YOUR INSTRUCTIONS: Only the records, repeated exactly, should make up the response.
•••••
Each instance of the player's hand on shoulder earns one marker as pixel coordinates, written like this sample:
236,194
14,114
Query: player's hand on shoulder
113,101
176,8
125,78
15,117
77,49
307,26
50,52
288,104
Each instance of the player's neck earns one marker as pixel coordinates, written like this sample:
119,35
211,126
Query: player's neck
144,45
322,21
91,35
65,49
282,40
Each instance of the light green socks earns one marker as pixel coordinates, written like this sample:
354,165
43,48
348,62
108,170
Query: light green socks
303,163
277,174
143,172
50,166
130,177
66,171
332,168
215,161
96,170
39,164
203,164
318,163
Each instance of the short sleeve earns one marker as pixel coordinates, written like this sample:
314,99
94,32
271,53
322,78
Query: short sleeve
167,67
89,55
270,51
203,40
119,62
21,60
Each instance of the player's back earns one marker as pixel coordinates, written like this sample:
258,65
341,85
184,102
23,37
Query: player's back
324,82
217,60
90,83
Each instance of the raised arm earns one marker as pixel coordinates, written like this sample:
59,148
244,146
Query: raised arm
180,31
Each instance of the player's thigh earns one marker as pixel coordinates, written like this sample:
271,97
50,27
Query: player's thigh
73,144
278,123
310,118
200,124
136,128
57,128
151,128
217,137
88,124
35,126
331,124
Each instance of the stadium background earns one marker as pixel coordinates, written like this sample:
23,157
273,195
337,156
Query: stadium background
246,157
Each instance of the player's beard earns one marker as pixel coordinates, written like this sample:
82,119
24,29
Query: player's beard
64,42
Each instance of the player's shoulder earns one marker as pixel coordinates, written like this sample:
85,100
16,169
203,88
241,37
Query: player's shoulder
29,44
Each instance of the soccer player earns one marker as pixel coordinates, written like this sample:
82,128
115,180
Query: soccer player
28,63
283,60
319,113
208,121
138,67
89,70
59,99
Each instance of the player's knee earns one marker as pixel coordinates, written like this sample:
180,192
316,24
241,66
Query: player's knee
•••••
TASK ANSWER:
Each instance of the player's hand on shoulder earns one marker as pixel coordinates, written like this sample:
236,194
14,114
Query: player's hand on shoulder
113,101
176,8
125,78
15,117
77,49
307,26
50,52
288,104
Each instance of the player's neck earns one marker as pixel coordinates, written like this sample:
119,35
211,126
Query: player's neck
144,45
322,21
91,35
65,49
282,40
Each instance of the light green socks earns one marker as pixel coordinates, written like this sample:
354,165
43,48
348,62
108,170
Query: light green socks
303,163
277,174
143,172
50,166
130,177
66,171
332,168
215,161
96,170
39,164
203,164
318,163
Each instance of the short sleeve earns one marker as pixel coordinates, written like this sample:
314,99
94,32
271,53
322,78
Query: short sleeve
167,67
89,55
270,51
203,40
119,62
21,60
Each instance of the player's back earns one marker as pixel coordinates, written like this sample:
258,65
341,85
184,102
23,37
Query: player's back
324,82
217,60
90,83
Each instance of the raised arm earns one marker as pixel coordinates, written like this sample:
59,148
244,146
Query: raised arm
180,31
Each instance of the player's thigh earns one marker as pixel coordinates, written like this sample:
271,97
50,27
Query: player's thigh
73,144
278,123
310,118
200,124
136,128
57,128
151,128
217,137
88,124
35,126
331,124
Each instance of the stadium background earns one marker as pixel coordinates, written like this sample:
23,157
273,195
337,156
Query: stadium background
246,157
Each instance of the player's beard earns one marker as pixel coordinates, written like this sample:
82,119
24,29
Query: player's beard
64,42
Each instance of the player's shoulder earns one marker as pixel coordinates, written like this sample:
85,100
16,169
203,88
241,37
Query: player's shoulder
29,44
Each instance of the soccer player earns one marker as pixel coordinates, written like this sample:
82,128
115,180
Query: soccer player
28,63
283,60
319,113
208,121
138,67
89,70
59,99
Each instance of the player's knee earns one marker as pixel coordinates, written like this sample:
180,192
316,24
241,66
Query: player's knee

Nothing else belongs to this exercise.